The span to be transcribed begins with the line that contains "In this exercise you will label the player's hand" and ends with the last line of the listing; copy it exactly and include nothing else.

***** Supplied material *****

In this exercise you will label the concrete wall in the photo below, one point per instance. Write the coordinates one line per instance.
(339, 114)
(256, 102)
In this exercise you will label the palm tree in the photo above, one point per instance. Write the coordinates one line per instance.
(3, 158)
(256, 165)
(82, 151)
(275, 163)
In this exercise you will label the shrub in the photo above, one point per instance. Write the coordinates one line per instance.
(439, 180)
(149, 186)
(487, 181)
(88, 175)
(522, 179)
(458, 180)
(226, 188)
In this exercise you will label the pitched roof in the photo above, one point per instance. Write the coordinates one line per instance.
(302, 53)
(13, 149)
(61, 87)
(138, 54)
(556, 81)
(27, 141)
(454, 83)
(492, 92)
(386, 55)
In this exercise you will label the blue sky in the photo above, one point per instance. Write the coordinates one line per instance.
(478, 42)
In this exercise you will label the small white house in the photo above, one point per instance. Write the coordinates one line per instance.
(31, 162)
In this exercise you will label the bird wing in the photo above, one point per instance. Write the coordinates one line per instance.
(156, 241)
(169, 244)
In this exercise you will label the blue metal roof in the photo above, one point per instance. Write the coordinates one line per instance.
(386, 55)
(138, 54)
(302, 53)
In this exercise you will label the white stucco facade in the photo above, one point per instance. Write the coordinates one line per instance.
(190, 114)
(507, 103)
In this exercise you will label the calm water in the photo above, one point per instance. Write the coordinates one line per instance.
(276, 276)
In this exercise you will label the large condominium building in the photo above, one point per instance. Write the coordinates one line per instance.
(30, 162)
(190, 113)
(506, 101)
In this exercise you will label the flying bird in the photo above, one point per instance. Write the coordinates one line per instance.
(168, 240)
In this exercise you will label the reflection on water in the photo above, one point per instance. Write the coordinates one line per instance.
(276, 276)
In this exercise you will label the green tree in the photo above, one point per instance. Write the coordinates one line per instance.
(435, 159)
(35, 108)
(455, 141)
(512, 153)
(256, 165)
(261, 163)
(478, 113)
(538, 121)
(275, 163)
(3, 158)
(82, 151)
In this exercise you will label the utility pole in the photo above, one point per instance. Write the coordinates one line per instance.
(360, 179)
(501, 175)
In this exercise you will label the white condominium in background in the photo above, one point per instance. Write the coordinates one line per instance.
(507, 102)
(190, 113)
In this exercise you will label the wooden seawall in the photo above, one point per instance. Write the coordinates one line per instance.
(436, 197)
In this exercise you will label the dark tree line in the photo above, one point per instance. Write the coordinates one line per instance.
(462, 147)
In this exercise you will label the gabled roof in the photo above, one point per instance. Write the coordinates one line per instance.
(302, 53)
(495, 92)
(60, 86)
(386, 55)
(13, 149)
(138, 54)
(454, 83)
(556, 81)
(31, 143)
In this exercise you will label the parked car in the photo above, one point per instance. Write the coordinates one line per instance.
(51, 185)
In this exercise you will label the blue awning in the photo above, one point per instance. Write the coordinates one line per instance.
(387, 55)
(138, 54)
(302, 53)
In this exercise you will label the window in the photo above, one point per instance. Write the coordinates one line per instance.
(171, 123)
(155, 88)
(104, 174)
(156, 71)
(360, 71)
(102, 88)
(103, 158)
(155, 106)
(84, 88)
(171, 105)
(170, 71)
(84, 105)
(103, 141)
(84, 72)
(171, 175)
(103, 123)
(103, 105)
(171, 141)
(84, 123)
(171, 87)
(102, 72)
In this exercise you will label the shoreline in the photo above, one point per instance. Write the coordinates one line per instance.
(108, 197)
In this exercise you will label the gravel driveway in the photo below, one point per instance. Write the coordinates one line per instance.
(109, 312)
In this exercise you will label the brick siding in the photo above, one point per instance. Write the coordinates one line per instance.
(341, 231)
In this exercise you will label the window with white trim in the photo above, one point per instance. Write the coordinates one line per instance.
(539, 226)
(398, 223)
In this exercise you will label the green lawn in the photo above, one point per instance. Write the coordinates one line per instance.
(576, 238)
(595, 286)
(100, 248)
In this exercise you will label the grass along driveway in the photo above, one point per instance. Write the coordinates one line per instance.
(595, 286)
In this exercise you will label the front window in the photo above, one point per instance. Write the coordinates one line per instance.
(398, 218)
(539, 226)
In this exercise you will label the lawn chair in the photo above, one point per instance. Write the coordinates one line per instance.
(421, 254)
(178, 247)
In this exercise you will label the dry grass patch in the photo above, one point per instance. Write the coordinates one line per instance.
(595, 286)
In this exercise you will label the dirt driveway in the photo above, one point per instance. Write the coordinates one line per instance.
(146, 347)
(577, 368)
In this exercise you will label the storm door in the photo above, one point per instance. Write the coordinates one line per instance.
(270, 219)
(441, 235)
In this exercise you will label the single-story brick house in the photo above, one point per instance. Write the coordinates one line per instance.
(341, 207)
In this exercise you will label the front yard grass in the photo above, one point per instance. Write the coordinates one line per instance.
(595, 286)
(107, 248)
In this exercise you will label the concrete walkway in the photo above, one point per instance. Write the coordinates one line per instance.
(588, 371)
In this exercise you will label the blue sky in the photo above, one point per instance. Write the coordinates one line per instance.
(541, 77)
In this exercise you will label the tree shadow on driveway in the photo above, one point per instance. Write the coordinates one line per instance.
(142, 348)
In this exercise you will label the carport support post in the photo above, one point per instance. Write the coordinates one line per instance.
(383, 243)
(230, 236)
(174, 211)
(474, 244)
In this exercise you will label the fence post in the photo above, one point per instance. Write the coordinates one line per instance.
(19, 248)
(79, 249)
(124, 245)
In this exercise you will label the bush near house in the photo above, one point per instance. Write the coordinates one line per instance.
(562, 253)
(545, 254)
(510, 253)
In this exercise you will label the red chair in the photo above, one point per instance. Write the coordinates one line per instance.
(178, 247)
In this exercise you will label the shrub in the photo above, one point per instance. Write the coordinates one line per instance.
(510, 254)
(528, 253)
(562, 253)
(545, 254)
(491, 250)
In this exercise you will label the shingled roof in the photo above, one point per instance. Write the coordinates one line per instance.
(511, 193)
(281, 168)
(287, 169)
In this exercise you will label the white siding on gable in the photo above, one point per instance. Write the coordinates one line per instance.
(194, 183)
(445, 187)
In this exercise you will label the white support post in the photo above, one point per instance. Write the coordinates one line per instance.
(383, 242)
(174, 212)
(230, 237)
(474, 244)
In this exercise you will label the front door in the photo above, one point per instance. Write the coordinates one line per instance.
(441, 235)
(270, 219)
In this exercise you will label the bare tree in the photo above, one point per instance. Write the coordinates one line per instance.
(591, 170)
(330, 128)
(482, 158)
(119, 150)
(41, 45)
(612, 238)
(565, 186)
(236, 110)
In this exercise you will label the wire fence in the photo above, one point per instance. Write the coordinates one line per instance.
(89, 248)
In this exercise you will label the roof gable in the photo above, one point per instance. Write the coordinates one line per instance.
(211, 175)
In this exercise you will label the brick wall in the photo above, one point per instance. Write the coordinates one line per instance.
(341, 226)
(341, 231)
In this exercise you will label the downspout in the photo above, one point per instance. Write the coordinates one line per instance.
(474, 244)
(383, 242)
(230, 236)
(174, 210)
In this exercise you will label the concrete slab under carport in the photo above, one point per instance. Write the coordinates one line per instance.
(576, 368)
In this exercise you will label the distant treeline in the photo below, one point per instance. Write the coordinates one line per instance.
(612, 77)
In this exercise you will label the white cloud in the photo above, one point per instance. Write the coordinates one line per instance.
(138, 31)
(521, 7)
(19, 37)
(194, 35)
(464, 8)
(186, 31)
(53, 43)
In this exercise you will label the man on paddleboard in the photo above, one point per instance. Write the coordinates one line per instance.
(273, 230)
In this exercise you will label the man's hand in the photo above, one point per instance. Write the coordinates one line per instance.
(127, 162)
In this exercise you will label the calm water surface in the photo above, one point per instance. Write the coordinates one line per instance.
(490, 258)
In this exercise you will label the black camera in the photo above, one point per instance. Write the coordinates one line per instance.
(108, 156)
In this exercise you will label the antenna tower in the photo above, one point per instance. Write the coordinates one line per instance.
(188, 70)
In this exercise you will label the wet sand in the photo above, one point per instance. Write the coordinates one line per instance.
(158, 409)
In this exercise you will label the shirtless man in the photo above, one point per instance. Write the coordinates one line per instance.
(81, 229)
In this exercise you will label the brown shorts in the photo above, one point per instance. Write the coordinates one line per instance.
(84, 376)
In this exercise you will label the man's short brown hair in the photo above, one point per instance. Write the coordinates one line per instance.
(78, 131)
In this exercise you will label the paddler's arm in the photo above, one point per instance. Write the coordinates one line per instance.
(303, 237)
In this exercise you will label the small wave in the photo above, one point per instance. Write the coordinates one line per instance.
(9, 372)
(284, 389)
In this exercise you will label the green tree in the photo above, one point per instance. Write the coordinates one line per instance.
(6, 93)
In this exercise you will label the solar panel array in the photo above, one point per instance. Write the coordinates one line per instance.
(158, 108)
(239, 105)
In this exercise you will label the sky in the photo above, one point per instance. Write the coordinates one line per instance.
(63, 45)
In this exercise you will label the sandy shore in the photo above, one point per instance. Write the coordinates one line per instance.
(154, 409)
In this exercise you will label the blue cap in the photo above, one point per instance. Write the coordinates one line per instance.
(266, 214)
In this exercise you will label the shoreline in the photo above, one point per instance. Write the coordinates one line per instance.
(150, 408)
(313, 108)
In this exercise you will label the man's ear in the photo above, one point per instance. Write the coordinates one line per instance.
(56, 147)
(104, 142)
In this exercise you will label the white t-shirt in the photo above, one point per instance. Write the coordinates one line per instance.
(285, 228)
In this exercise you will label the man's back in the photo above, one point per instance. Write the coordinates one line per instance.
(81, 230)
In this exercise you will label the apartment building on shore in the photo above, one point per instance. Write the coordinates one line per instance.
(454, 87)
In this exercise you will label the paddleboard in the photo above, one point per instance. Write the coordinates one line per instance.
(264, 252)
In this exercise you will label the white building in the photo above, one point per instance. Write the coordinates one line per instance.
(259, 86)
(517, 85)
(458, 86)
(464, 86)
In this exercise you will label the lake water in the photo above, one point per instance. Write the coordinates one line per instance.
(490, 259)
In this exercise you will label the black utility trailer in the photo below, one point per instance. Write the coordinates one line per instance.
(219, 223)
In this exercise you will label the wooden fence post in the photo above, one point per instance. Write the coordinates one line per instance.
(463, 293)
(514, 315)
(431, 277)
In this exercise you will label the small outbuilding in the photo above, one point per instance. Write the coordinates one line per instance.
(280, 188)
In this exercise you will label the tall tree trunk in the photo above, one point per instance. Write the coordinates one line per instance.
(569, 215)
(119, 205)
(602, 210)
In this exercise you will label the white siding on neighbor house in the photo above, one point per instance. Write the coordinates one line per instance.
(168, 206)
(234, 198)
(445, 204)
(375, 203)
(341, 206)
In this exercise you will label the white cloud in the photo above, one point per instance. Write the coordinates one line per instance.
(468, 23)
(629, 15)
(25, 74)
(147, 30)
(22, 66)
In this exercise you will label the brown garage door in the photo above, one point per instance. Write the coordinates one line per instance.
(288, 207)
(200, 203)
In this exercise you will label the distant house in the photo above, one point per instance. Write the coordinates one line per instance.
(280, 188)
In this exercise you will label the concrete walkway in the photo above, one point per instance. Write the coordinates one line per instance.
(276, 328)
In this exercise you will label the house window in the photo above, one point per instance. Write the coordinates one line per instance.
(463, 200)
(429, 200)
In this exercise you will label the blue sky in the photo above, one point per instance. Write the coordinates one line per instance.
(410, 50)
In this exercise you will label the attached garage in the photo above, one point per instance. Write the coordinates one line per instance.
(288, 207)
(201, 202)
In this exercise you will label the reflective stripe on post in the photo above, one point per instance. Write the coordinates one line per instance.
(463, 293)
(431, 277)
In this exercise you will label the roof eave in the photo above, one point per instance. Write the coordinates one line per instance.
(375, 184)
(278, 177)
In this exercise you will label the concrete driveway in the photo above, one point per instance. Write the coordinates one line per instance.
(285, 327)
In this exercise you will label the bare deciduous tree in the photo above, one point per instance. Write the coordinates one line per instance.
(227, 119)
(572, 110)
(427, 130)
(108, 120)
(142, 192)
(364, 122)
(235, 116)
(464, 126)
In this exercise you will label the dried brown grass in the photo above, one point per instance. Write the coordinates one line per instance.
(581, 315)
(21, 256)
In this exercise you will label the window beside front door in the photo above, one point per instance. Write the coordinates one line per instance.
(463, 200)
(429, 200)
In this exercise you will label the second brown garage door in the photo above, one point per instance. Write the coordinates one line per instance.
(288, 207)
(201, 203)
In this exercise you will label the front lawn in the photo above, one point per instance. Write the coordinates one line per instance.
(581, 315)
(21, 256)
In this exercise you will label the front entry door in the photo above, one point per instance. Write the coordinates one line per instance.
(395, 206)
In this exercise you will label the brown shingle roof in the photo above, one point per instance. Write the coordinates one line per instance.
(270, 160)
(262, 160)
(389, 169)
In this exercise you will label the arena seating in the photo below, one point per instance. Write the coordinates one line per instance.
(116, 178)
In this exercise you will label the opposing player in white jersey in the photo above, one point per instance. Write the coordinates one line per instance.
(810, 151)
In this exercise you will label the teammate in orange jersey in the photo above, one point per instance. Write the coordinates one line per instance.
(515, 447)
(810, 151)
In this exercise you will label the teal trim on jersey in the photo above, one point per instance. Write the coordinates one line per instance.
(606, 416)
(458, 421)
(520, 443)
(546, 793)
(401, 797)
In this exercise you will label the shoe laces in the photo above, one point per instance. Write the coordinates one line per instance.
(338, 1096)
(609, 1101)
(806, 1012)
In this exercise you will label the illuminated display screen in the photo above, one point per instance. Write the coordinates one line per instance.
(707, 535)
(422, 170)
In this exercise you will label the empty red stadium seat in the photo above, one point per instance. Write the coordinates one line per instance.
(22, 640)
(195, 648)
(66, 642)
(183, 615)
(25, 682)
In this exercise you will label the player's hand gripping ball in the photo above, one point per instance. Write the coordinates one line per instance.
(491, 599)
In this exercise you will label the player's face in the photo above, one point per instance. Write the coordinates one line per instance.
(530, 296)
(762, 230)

*****

*Result of the exercise*
In this exercise you will label the player's hand gripping ball in the photo above, one point per instance. Write the coordinates one line per instance.
(491, 599)
In this exercise you will label the player's face in the photo above, one point per instance. Write the coordinates one line per instance.
(530, 296)
(762, 230)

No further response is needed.